(Labeled region records)
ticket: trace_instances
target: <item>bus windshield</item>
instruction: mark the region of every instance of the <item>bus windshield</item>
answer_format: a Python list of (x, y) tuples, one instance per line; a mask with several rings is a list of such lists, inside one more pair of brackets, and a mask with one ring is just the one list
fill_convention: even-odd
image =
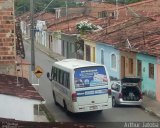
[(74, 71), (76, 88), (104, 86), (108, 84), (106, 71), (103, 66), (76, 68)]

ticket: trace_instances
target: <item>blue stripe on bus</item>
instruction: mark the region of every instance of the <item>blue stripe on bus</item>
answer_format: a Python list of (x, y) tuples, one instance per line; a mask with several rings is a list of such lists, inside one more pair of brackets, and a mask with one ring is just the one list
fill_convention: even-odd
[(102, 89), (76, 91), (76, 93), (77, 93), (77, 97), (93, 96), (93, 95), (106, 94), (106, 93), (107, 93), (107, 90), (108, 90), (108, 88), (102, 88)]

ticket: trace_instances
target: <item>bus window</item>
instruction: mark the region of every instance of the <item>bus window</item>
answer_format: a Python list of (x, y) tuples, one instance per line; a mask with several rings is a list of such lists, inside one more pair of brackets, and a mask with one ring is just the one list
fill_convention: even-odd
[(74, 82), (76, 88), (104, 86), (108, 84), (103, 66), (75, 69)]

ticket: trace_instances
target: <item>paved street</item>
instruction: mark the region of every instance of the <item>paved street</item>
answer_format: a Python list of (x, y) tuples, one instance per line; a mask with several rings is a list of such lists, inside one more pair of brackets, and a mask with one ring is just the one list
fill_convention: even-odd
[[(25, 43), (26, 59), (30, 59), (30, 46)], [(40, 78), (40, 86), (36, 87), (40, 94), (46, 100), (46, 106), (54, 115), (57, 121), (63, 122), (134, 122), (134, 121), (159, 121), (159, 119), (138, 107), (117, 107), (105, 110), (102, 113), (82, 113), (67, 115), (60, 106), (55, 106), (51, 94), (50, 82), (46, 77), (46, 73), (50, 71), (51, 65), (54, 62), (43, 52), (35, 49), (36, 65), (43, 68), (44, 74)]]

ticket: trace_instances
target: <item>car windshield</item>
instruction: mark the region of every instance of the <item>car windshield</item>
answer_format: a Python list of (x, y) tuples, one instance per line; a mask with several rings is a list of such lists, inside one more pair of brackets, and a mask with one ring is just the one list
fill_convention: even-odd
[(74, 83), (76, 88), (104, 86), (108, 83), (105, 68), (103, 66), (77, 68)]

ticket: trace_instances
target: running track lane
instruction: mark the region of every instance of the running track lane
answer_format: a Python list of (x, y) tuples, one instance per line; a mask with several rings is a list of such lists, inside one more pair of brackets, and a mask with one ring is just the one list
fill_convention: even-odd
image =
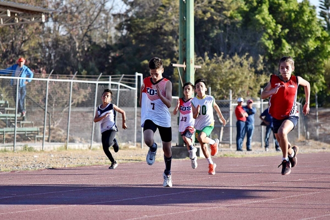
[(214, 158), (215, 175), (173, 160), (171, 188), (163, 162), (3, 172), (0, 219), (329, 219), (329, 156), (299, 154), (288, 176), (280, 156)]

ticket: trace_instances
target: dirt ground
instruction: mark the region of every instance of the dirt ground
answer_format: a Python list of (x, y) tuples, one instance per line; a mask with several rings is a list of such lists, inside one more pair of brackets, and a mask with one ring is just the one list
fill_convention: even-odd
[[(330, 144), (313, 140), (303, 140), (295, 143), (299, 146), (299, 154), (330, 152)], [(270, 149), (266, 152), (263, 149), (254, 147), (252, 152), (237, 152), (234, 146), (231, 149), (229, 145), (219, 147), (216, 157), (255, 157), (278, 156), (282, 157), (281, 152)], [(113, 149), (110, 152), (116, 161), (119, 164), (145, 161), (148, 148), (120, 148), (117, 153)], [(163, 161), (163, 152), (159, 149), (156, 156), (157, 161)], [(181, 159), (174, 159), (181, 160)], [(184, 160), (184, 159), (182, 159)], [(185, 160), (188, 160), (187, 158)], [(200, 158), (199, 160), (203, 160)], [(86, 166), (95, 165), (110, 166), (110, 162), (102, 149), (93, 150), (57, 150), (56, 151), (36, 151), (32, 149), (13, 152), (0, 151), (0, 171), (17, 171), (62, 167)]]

Exercise: Copy all of the records above word for word, omitting the pictures.

Correct output:
ticket: trace_instances
target: <item>bus windshield</item>
instruction: mark the region of every instance of the <item>bus windshield</item>
answer_format: a Python list of (x, y) tuples, one instance per line; a mask with several rings is a list of such lists, inside one more pair of brackets, and a mask with one ring is just the one list
fill_convention: even-odd
image =
[(74, 71), (76, 88), (104, 86), (108, 84), (106, 71), (103, 66), (76, 68)]

ticket: trace_instances
target: <item>blue stripe on bus</item>
instruction: mark the region of every instance of the <item>blue stripe on bus</item>
answer_format: a Python list of (x, y) tuples, one instance per line; a mask with several rings is a list of such lists, inside one more pair of brackets, and a mask with one ring is just the one list
fill_convention: even-odd
[(102, 89), (76, 91), (76, 93), (77, 93), (77, 97), (93, 96), (93, 95), (106, 94), (106, 93), (107, 93), (107, 90), (108, 90), (108, 88), (102, 88)]

ticket: trace_instances
target: <item>bus window</item>
instruction: mark the region of every instance of the <item>bus window</item>
answer_format: a Python list of (x, y) tuples, one instance per line; a mask with several rings is a list of such lists, inside one more pair of brackets, and a mask with one ring is just the one list
fill_convention: even-odd
[(74, 82), (76, 88), (104, 86), (108, 84), (103, 66), (75, 69)]

ticket: trace_instances
target: <item>paved street</item>
instruction: mark the region of every instance of the <item>paved street</item>
answer_format: a Python list of (x, y) tuples, one instance per line; a mask with several rings is a list of such lists, inside one more pair of brackets, and a mask with one ring is just the one list
fill_convention: even-odd
[[(25, 43), (26, 59), (30, 59), (30, 46)], [(40, 78), (40, 86), (36, 87), (40, 94), (46, 100), (46, 106), (54, 115), (57, 121), (63, 122), (134, 122), (134, 121), (159, 121), (159, 119), (138, 107), (117, 107), (105, 110), (102, 113), (82, 113), (67, 115), (60, 106), (55, 106), (51, 94), (50, 82), (46, 77), (46, 73), (50, 71), (51, 65), (54, 62), (43, 52), (35, 49), (36, 65), (43, 68), (44, 74)]]

ticket: trace_instances
target: <item>car windshield</item>
instruction: mark the region of every instance of the <item>car windshield</item>
answer_format: a Python list of (x, y) tuples, one instance per line; a mask with several rings is a list of such lists, inside one more pair of brackets, and a mask with one ring is just the one list
fill_convention: even-odd
[(74, 83), (76, 88), (104, 86), (108, 83), (105, 68), (103, 66), (77, 68)]

ticket: trace_instances
target: running track lane
instruction: mark the region of every instance of the running track lane
answer_format: a Python list of (x, y) tuples, one instance per line; a mask with several rings is a list of such lists, inside one more pair of brackets, and a mask with one ring is just the one list
fill_convention: even-odd
image =
[(214, 158), (215, 175), (173, 160), (171, 188), (163, 162), (3, 172), (0, 219), (329, 219), (329, 156), (299, 154), (288, 176), (280, 156)]

ticket: trace_instances
target: dirt ground
instruction: mark the region of every instance of the dirt ground
answer_format: a Python list of (x, y) tuples, one instance per line; a mask with several rings is a list of such lists, inside one more pair of brackets, and a mask with one ring is just the one list
fill_convention: even-odd
[[(330, 144), (313, 140), (303, 140), (295, 143), (299, 146), (299, 154), (330, 152)], [(270, 149), (266, 152), (263, 149), (254, 147), (252, 152), (237, 152), (234, 146), (231, 149), (229, 145), (219, 147), (216, 157), (255, 157), (278, 156), (282, 157), (281, 152)], [(113, 149), (110, 152), (116, 161), (119, 164), (145, 161), (148, 148), (120, 148), (117, 153)], [(163, 161), (163, 152), (159, 149), (156, 156), (157, 161)], [(181, 159), (174, 159), (181, 160)], [(184, 160), (184, 159), (182, 159)], [(185, 160), (188, 160), (187, 158)], [(200, 158), (199, 160), (203, 160)], [(86, 166), (95, 165), (110, 166), (110, 162), (102, 149), (93, 150), (57, 150), (56, 151), (36, 151), (32, 149), (13, 152), (0, 151), (0, 171), (17, 171), (62, 167)]]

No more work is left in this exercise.